(Collected data)
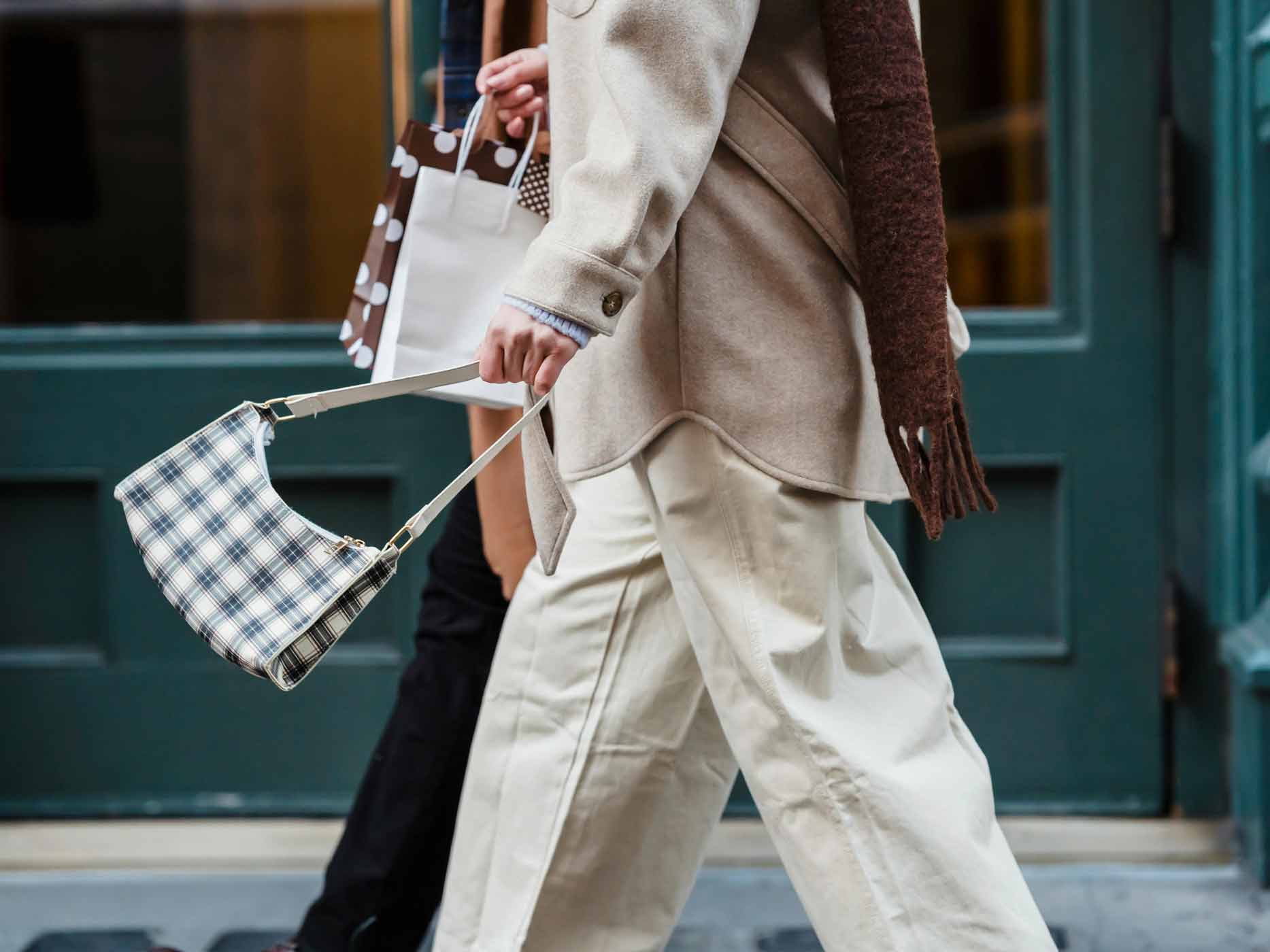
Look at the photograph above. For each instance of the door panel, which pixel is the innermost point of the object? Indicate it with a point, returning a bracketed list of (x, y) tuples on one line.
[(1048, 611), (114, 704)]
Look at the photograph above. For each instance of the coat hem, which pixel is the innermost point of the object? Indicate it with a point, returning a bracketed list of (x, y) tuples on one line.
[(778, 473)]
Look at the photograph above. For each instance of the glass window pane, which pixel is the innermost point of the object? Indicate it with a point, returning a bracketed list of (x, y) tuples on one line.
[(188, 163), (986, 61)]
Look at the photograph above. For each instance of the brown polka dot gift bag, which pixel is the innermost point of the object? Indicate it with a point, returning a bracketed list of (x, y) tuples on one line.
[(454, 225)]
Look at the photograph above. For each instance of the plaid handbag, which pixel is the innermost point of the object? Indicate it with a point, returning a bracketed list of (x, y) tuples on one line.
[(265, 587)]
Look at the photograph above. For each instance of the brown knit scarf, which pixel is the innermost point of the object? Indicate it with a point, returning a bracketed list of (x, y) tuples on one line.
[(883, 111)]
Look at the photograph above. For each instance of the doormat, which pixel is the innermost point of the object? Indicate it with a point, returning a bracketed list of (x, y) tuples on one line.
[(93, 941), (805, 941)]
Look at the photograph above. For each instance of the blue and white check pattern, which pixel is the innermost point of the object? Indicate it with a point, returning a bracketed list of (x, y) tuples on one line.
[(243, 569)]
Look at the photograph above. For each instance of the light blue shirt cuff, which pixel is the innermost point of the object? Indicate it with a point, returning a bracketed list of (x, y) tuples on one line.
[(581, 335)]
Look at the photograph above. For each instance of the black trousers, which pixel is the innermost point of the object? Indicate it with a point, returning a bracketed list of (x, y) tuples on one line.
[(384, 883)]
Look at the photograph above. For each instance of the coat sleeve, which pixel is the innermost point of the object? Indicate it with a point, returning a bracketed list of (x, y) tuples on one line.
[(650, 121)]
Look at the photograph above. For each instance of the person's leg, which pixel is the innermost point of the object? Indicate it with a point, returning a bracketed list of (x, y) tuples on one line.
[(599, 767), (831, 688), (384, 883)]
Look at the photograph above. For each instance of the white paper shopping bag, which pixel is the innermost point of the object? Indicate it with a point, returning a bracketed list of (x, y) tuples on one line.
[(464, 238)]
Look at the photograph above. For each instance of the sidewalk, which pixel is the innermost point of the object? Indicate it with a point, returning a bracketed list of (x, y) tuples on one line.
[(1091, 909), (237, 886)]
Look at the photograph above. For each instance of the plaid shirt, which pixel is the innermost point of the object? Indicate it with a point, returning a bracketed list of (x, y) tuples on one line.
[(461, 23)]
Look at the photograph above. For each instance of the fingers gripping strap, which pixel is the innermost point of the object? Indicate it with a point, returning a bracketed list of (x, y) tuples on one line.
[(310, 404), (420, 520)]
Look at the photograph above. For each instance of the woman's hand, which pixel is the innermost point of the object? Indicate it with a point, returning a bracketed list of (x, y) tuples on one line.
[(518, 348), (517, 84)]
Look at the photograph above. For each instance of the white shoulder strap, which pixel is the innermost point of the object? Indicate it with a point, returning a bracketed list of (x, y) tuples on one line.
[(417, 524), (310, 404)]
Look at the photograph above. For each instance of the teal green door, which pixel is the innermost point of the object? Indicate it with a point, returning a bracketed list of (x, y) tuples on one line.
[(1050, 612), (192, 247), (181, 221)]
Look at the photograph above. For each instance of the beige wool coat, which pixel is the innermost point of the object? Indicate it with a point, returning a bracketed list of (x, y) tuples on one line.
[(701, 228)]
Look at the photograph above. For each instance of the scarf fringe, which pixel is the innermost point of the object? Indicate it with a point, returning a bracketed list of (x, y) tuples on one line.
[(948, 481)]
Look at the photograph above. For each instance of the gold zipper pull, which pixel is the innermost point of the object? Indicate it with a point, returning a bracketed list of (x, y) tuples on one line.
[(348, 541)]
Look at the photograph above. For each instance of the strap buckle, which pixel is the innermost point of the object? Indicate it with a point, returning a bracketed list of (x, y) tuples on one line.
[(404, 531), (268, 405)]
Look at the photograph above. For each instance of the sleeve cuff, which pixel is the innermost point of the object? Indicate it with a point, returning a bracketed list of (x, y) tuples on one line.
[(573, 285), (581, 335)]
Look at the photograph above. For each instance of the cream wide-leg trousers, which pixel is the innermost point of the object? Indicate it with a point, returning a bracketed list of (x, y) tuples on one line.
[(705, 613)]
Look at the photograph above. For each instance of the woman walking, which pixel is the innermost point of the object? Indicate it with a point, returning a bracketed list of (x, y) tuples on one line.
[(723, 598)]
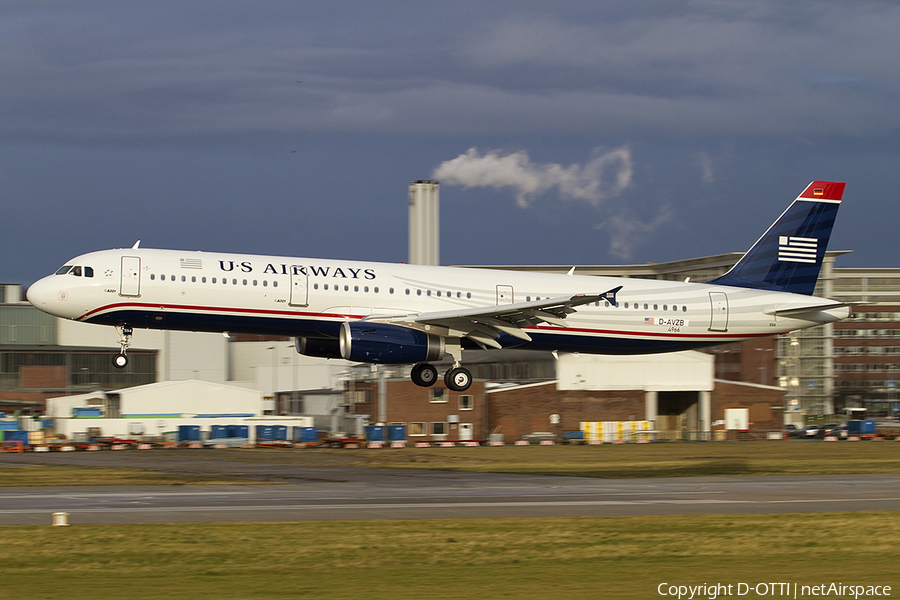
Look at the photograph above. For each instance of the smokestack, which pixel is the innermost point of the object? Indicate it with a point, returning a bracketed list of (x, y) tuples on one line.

What you will do -> Rewrite the lines above, replacing every "photograph" with "image" and changing nothing else. Omit the pictures from your answer.

Full solution ->
Look at the image above. For each instance of the door panel, which pixel is the innermost point of the object? Indicate it with a point, returning a bracketed list of (x, y) tuples on one line.
[(1048, 611), (114, 704)]
Look at the image above. For each instance of the coat hem, which pixel is the innermost point of the object? Indicate it with a point, returning a bracketed list of (x, y) tuples on one line.
[(778, 473)]
Look at the image above. For each instance of the glass window pane, which pixel is the innermost point of the object? Indicate it with a point, returning a bracketed list of (x, y) tuples on one line.
[(188, 163), (986, 61)]
Look at the image above. For each instance of the brown polka dot gift bag, which pixel is the innermost point of the object? Indicate it with a point, returning a bracketed list of (x, y) tuples on one line.
[(454, 225)]
Look at the image above. For each instance of the plaid handbag, which pixel is the innermost point of the object? Indicate it with a point, returning a bracketed list of (x, y) tuples on one line.
[(265, 587)]
Look at the image above. For each instance of the brown knit scarf, which pixel is the innermost point of the object? Indicate it with a point, returning a bracketed list of (x, y) tuples on one line.
[(883, 111)]
Look at the image above. For each instance of the doormat, which pixel is the innermost point of the object? Indicate it with a point, returning a bracketed list of (x, y) tuples on one line.
[(93, 941), (805, 941)]
Look at the image above. For each instance of the blue and white check pattern, which pixel is the innermost point of the object? Indicate it with a point, returning a bracketed list of (x, y) tuples on one line.
[(243, 569)]
Look at the image above. For each instance of the light blue shirt cuff, which pixel is the innermost point of the object? Indicate it with a point, returning a bracketed list of (x, y) tuples on one line.
[(581, 335)]
Look at the image above. For each instance of the black trousers, which pixel is the innermost point of the object? Indicate it with a point, returning a bracketed list of (x, y) tuples on one line.
[(384, 883)]
Look at the image above. For each instance of the coat sleeve, which pixel is the innermost point of the object? Indicate it with a point, returning a bracketed list of (x, y) tuples on one line.
[(650, 121)]
Look at the image above. For each instance of the person's leg, which pixel is the innermost point of the object? Indicate it with a point, returning a bracketed list of (x, y) tuples on one line.
[(599, 767), (831, 688), (384, 883)]
Look at the image above. For each instance of the white paper shopping bag, which pixel is the innermost point of the object? Indicate it with a point, returning a bracketed list of (x, y) tuples on one line.
[(464, 238)]
Look at the image above. For each instance of the sidewalk, which pixel is the innermost point of the object? Indicate it with a point, returning a bracketed list of (x, y) tuples on one line.
[(1091, 909), (237, 886)]
Look at the image above. For each instance of the plaid shirt, which pixel is the innermost point of the object? Indicate it with a point, returning a bracketed list of (x, y) tuples on one line.
[(461, 23)]
Look at the image above. For each instance of the fingers gripping strap, which pixel is the innermost point of the object? Indicate it with a point, returning a bracketed list of (x, y) tuples on one line.
[(310, 404), (420, 520)]
Look at the image above. For each instance of the woman's hand, which pixel is the innermost point of the object? Indicate it with a point, returning a bracketed list of (x, y) tuples on one line.
[(518, 348), (517, 84)]
Look at the image above. For each instance of the white shoulder strap, which pixel is the innermost point of the object? Indicate it with a point, returning a bracketed list of (x, y) tuples on one line.
[(417, 524), (310, 404)]
Look at the image above. For each instance of the teal green door, which pixel is the innermost point of the object? Indicate it with a point, returning a bracketed list of (x, y) tuples on one line.
[(1050, 612), (192, 247), (181, 221)]
Look at the image above. For each instance of the beige wool coat, which pixel is the innermost point of the object? Indicate it with a point, returning a bracketed list of (x, y) tuples on one line.
[(701, 228)]
Look at the image above. For each instance of the scarf fringe, which pixel is the innermost point of the object? Indicate it with a point, returning a bracketed list of (x, y) tuples on one line.
[(948, 481)]
Look at the image above. For each instance of the gold zipper pull, which pixel is the innermost point of the object? Indicate it with a point, returning a bracketed list of (x, y) tuples on one line.
[(348, 541)]
Look at the image above. For each instance of the strap buckle, which pixel is the innermost point of the object? Indicate it with a point, returning a bracketed list of (x, y) tuples on one line.
[(404, 531), (268, 405)]
Look at the image above. For each instance of the sleeve cuff, which pixel is the innermost point of the object? Indicate it with a point, returning a bracketed list of (x, y) tuples on one line.
[(573, 285), (581, 335)]
Look at the image above. For each instance of the cream wide-leg trousers, which pixel is the innermost point of the object? Indicate it with a point, returning a bracketed list of (x, y) tuples on one line.
[(705, 613)]
Look at the image above. For each instance of the woman walking, which pixel is the innermost point of the object? Indicate it with a point, returning a bracketed list of (x, y) tuples on one line.
[(723, 598)]
Look at the image above. For each instance of the smokestack, which pixel is the innermost point of the object? Indicate it with a point, returning a bracketed list of (x, y) tuples on one line.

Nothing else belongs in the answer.